[Исходный текст]
*-*-*
С отцом своим Михаил Семенович виделся в предпоследний раз в 1828 году. Старик еще сохранял прежнюю любознательность и живой ум: переписку с сыном он вел до последних дней своих. В 1832 году, 9 июня, Семен Романович умер на руках своего уже прославившегося сына, приехавшего в Англию с семейством.
Михаил Семенович оказался на высоте призвания и в тяжелый 1833 год, когда, как теперь, громадные пространства нашего отечества и Новороссийский край в особенности посетил голод. Голодающих в подчиненном Воронцову районе насчитывалось до миллиона, но помощь кроме того была необходима и на обсеменение полей. Энергическими мерами было обеспечено и продовольствие, и урожай, причем немало тратилось и личных средств Воронцова, для которого, при его колоссальном богатстве, это не представляло большой жертвы. Действия его резко выделялись своею инициативою на фоне тогдашней рутины и ставились в пример другим администраторам.
Частная жизнь графа Воронцова как в Одессе, так впоследствии и на Кавказе резко разделялась на две части: скромные личные потребности и роскошь там, где нужно было поддержать престиж власти и “представительство”: блестящие балы собирали весь город, приветливость и радушие хозяев не различали знатного гостя от скромного чиновника. А в Алупке, этом сказочном крымском уголке, было еще лучше: громадный, фантастический, обвитый плющом и виноградом дворец давал приют целым сотням гостей. Нужно сознаться, что сановитость и громадное богатство хозяев, соединенные с очаровательною и изящною простотою обращения, и их роскошь импонировали толпе и подкупали в пользу четы население, способное в чаду “зрелищ” не так назойливо приставать о “хлебе”...
*-*-*
[Что сделать]
1: Переведите на английский предложение из текста о Воронцове: «Голодающих в подчиненном Воронцову районе насчитывалось до миллиона, но помощь кроме того была необходима и на обсеменение полей».
2: Когда, согласно тексту о Воронцове, умер Семен Романович?
Записи здесь ни при чем.

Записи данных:
*-*-*
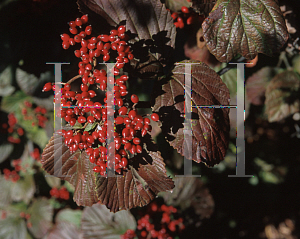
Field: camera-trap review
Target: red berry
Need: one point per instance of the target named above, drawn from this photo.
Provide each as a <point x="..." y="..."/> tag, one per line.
<point x="155" y="117"/>
<point x="134" y="98"/>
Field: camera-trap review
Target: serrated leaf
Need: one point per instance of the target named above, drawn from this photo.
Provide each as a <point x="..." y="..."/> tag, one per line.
<point x="69" y="215"/>
<point x="99" y="222"/>
<point x="148" y="19"/>
<point x="64" y="230"/>
<point x="188" y="192"/>
<point x="76" y="169"/>
<point x="282" y="96"/>
<point x="210" y="126"/>
<point x="144" y="18"/>
<point x="256" y="84"/>
<point x="52" y="181"/>
<point x="13" y="227"/>
<point x="244" y="27"/>
<point x="41" y="212"/>
<point x="5" y="151"/>
<point x="138" y="186"/>
<point x="23" y="189"/>
<point x="175" y="5"/>
<point x="203" y="6"/>
<point x="5" y="82"/>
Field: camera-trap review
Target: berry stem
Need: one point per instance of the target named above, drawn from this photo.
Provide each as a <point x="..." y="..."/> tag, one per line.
<point x="73" y="79"/>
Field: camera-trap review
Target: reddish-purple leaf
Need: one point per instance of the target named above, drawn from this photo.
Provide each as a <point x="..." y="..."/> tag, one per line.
<point x="138" y="186"/>
<point x="210" y="126"/>
<point x="76" y="169"/>
<point x="282" y="96"/>
<point x="244" y="27"/>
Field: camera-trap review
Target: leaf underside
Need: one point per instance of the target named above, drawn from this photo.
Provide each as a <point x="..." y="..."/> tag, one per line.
<point x="210" y="126"/>
<point x="137" y="187"/>
<point x="244" y="27"/>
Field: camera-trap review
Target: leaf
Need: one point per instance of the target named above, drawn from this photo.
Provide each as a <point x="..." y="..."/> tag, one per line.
<point x="138" y="186"/>
<point x="5" y="186"/>
<point x="282" y="96"/>
<point x="256" y="84"/>
<point x="190" y="192"/>
<point x="23" y="189"/>
<point x="203" y="6"/>
<point x="29" y="83"/>
<point x="13" y="227"/>
<point x="98" y="222"/>
<point x="41" y="213"/>
<point x="52" y="181"/>
<point x="244" y="27"/>
<point x="64" y="230"/>
<point x="175" y="5"/>
<point x="5" y="151"/>
<point x="145" y="18"/>
<point x="5" y="82"/>
<point x="12" y="103"/>
<point x="210" y="126"/>
<point x="69" y="215"/>
<point x="76" y="169"/>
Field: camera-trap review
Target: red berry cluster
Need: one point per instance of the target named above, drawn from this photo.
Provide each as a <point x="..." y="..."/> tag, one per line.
<point x="61" y="193"/>
<point x="11" y="175"/>
<point x="129" y="125"/>
<point x="185" y="16"/>
<point x="129" y="234"/>
<point x="39" y="114"/>
<point x="36" y="154"/>
<point x="168" y="225"/>
<point x="11" y="129"/>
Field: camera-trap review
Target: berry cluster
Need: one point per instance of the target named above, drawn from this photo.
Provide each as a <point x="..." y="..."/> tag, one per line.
<point x="185" y="17"/>
<point x="39" y="113"/>
<point x="168" y="224"/>
<point x="129" y="234"/>
<point x="79" y="107"/>
<point x="61" y="193"/>
<point x="11" y="129"/>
*-*-*
[Ответы по заданиям]
1: In the district under Vorontsov's authority the number of starving people reached a million, and help was also needed to sow the fields.

2: 9 июня 1832 года.